(Given entries)
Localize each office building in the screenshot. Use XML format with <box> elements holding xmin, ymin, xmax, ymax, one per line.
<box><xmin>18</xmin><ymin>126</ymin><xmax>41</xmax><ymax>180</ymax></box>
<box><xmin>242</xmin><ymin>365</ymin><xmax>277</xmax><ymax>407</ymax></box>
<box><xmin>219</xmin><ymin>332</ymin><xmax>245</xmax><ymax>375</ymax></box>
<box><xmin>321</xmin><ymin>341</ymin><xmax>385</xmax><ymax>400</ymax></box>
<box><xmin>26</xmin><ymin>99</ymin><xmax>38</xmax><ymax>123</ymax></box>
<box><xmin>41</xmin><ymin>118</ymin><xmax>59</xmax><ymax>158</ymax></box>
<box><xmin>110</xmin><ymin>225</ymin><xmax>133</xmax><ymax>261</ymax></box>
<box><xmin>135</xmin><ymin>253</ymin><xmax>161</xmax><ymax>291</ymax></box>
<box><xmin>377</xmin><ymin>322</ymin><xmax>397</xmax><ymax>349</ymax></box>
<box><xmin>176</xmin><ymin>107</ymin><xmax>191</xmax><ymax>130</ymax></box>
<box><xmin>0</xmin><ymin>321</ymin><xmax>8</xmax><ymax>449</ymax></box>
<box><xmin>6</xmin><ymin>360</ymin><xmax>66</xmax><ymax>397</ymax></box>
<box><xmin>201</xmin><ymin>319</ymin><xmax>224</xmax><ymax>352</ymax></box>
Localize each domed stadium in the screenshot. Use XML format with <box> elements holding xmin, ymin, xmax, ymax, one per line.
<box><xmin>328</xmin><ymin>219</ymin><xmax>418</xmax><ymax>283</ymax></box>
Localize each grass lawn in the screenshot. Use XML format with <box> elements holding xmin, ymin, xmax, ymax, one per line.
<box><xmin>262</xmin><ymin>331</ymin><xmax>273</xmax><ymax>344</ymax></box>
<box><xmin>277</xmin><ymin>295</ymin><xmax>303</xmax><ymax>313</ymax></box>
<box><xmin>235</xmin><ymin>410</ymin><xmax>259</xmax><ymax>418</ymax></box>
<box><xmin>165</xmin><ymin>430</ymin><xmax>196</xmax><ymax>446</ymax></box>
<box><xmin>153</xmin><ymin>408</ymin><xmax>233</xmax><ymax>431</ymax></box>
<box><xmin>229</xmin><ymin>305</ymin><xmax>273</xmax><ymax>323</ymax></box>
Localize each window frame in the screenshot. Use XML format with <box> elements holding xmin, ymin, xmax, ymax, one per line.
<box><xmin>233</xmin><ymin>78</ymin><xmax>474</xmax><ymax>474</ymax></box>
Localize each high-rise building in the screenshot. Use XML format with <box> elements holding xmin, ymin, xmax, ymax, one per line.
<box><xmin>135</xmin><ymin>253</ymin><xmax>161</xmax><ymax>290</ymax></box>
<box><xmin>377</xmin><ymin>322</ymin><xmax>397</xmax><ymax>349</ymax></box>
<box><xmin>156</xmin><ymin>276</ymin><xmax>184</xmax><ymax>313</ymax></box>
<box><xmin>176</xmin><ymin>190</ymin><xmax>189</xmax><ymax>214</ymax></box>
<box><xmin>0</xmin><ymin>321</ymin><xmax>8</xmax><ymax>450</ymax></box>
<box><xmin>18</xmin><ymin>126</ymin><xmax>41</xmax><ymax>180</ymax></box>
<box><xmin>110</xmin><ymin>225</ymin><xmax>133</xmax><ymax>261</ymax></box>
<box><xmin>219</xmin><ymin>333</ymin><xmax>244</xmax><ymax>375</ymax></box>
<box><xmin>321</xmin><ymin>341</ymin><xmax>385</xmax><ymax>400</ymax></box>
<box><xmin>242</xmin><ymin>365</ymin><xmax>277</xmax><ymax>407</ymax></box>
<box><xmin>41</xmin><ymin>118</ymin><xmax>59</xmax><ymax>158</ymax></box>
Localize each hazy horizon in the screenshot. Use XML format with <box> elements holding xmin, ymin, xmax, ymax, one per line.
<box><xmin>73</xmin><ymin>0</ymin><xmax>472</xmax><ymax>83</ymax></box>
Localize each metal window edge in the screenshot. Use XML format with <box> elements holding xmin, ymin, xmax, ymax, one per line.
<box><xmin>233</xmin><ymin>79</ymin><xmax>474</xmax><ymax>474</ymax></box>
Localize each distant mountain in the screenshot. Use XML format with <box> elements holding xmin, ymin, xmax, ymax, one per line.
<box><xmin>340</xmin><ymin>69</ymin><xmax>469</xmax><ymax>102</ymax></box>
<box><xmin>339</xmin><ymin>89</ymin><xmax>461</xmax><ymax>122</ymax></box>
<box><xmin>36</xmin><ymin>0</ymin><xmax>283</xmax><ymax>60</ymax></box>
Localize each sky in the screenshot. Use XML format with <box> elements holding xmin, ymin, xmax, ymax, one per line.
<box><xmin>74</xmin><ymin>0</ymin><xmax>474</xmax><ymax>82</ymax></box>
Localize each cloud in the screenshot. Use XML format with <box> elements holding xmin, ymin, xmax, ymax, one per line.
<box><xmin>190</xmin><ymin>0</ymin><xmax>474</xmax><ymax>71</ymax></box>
...
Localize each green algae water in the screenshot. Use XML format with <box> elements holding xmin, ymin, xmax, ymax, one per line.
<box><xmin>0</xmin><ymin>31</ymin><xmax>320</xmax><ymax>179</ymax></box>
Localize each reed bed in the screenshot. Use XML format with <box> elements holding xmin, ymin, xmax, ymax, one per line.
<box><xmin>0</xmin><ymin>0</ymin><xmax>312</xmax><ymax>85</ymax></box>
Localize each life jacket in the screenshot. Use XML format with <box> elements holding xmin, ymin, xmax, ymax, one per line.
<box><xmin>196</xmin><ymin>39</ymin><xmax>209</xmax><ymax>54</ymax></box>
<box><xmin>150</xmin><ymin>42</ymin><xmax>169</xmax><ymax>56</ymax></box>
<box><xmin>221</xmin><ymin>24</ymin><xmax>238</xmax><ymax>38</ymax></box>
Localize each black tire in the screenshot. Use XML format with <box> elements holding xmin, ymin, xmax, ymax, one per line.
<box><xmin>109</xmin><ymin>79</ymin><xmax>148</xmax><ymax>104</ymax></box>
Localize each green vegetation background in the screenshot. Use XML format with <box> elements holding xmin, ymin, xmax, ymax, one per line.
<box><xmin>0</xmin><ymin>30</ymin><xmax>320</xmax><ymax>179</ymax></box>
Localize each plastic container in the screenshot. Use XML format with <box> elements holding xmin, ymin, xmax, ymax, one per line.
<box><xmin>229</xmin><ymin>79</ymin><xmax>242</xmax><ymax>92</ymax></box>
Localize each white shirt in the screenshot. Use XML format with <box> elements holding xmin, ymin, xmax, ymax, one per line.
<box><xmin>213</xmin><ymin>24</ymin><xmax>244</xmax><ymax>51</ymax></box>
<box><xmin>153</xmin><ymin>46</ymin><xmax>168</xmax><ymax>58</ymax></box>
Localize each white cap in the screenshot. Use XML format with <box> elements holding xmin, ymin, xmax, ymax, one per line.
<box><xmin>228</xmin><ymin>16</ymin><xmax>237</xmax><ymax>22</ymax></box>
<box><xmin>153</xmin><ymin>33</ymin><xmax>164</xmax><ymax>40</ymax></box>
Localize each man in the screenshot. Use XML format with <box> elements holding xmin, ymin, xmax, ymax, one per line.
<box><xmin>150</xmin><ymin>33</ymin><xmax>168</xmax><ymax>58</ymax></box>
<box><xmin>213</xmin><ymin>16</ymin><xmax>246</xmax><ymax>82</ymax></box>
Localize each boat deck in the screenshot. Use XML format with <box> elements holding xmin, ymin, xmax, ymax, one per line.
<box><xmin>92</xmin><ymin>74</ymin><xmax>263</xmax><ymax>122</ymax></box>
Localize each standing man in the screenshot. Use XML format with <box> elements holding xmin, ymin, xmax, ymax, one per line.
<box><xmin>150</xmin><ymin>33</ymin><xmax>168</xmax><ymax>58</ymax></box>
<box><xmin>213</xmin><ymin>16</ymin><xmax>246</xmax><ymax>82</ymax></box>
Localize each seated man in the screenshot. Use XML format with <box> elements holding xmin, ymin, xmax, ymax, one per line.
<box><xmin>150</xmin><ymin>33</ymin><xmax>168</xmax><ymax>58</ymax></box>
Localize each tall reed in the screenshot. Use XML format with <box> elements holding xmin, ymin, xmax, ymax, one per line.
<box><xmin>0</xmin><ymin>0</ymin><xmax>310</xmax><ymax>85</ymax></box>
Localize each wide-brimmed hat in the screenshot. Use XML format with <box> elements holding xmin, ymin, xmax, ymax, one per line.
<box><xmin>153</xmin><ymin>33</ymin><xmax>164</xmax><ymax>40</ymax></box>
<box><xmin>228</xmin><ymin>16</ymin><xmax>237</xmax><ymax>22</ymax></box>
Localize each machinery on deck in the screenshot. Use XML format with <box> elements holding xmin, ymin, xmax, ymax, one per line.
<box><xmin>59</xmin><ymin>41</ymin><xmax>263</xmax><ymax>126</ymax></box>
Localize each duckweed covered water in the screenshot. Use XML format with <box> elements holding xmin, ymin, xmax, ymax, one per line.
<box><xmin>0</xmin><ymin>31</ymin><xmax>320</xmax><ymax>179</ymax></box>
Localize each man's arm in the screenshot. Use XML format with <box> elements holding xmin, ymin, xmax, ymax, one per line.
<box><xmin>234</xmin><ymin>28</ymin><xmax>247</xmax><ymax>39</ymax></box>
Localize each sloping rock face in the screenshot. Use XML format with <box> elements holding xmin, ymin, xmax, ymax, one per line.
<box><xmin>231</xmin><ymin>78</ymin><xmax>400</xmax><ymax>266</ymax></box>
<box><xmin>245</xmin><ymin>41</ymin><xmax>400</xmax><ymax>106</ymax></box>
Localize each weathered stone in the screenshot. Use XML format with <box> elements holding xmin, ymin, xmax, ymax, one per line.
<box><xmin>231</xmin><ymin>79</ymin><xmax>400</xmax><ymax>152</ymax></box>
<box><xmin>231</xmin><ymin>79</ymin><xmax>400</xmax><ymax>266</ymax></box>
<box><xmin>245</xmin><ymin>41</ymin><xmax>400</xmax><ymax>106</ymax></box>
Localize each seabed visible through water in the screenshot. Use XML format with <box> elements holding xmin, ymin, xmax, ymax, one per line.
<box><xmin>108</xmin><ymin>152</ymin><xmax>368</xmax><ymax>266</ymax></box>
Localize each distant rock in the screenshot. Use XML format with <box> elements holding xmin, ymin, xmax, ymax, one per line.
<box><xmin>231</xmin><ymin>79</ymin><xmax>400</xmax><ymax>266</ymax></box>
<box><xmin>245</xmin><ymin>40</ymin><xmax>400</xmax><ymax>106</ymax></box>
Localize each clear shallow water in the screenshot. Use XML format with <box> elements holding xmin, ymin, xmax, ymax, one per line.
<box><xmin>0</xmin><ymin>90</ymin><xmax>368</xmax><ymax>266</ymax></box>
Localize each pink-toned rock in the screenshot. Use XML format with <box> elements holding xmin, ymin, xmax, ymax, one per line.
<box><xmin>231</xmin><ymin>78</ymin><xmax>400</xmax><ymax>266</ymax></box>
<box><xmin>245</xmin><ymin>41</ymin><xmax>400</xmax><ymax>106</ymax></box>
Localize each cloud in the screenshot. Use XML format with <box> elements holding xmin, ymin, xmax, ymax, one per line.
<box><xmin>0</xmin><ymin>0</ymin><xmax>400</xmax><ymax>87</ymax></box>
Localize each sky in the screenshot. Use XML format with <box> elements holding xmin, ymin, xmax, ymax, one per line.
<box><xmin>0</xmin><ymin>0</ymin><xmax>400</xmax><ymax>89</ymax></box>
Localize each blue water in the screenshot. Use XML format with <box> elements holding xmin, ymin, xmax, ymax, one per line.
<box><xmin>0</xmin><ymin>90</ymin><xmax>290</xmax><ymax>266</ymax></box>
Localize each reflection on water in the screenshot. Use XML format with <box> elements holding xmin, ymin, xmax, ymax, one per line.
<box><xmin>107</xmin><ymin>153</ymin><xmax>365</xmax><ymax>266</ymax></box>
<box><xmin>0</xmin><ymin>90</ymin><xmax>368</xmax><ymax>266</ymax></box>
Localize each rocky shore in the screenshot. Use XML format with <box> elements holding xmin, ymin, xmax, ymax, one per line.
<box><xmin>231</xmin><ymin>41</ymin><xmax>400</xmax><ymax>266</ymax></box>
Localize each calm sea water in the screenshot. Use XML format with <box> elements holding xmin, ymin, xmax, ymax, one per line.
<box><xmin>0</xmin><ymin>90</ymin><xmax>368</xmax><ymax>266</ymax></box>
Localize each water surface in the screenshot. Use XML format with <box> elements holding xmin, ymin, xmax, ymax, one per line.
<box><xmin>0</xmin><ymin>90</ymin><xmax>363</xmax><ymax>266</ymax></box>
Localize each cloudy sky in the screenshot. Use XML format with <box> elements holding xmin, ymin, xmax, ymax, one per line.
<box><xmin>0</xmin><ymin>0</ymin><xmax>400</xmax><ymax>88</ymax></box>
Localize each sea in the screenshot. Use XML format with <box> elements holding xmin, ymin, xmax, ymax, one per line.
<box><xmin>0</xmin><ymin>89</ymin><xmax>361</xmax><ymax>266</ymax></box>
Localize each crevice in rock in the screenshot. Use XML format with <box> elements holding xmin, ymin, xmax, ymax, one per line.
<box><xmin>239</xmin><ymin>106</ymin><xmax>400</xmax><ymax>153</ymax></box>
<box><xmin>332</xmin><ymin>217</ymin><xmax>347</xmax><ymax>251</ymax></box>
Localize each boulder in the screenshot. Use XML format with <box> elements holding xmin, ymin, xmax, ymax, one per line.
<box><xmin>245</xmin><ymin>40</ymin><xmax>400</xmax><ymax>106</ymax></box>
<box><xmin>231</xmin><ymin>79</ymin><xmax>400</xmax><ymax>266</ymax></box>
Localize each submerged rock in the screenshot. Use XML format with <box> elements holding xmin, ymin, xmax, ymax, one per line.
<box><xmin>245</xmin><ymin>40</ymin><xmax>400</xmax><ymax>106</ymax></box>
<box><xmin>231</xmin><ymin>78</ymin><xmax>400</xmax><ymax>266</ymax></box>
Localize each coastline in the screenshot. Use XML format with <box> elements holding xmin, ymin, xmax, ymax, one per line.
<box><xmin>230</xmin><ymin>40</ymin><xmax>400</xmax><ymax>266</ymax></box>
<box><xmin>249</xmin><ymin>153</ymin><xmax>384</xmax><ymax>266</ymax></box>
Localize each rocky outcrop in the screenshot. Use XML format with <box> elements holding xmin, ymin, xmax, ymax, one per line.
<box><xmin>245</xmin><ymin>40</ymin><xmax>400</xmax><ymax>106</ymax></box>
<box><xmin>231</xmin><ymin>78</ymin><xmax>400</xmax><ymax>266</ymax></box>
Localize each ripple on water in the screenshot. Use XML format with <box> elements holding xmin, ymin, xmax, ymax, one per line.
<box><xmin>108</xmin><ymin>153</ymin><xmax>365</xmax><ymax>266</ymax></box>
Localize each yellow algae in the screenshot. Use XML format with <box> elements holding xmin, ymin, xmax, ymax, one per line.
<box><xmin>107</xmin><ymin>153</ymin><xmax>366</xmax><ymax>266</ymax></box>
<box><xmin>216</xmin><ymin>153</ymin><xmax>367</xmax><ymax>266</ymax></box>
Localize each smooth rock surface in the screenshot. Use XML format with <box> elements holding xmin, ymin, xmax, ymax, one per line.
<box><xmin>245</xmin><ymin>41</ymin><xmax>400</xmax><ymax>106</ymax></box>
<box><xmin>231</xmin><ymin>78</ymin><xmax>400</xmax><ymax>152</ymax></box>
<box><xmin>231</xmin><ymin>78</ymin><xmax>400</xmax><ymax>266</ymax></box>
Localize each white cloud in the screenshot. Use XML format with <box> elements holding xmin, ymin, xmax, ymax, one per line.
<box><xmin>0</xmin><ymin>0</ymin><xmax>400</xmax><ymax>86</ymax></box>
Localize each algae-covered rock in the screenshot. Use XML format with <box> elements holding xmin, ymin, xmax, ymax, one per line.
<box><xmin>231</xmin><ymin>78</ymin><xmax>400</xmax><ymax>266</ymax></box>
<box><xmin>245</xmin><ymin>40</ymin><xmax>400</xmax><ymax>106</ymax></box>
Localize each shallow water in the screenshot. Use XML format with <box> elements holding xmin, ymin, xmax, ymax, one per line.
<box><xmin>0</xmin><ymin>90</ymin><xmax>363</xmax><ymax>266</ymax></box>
---
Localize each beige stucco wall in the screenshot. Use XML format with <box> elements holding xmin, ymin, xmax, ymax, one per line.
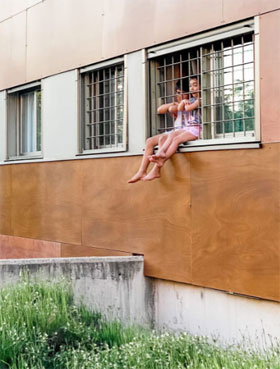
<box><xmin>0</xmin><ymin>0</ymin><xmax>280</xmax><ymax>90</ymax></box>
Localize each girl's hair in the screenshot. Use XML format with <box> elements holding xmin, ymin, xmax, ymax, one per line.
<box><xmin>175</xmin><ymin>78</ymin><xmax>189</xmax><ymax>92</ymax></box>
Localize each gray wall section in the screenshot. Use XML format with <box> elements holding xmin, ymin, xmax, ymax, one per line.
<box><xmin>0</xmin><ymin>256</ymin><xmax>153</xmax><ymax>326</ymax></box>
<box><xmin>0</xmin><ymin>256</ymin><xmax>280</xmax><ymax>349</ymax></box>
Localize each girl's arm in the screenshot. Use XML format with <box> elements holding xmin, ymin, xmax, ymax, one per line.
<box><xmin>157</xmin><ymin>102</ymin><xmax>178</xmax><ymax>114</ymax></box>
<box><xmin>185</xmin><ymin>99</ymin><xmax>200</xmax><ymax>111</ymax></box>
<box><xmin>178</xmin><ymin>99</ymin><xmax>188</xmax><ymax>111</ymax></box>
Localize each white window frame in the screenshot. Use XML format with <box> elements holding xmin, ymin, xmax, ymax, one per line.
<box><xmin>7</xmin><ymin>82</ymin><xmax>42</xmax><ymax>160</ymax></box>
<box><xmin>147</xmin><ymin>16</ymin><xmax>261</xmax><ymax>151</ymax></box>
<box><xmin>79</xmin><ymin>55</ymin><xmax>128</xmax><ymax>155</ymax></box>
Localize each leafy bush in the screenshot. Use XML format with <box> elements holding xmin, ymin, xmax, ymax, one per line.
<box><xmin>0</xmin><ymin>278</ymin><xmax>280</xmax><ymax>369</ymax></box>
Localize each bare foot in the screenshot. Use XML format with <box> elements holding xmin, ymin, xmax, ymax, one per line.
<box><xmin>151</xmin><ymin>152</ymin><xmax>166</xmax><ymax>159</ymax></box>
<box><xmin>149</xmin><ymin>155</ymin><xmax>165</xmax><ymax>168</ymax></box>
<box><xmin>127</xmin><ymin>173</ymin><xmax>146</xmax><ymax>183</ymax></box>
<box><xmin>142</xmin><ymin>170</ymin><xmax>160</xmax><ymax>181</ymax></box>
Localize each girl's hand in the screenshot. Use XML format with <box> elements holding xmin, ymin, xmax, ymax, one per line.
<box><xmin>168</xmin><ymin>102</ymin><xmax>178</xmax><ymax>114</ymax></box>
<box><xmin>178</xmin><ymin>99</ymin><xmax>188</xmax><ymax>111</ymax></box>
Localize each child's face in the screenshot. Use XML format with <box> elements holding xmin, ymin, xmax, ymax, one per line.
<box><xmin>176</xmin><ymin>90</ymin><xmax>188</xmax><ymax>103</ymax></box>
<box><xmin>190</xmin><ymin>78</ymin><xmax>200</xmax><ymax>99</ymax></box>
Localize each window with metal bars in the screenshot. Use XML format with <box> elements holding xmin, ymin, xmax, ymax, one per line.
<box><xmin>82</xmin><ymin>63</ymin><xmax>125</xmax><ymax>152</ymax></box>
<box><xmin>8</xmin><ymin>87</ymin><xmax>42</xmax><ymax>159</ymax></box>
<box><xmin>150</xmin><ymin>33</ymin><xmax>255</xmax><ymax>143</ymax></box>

(Task prompt) Show each line of the records above that contains the word "window", copying every such line in full.

(Task response)
Localize each window frame in the screenshot. Use XML format with <box> elements holding xmin, ymin, xmax, ymax, one per line.
Localize each metal window edge in the screenshot. Use XML format with <box> elements holding xmin, ymin, xmax, ymax, one per line.
Localize each white window frame in the screenshot. Use XML format with <box> elements holding xmin, ymin, xmax, ymax, one per line.
Localize each window with metal bars in the screenshot. Use XML format with <box> elements holding xmin, ymin, xmax, ymax, one per line.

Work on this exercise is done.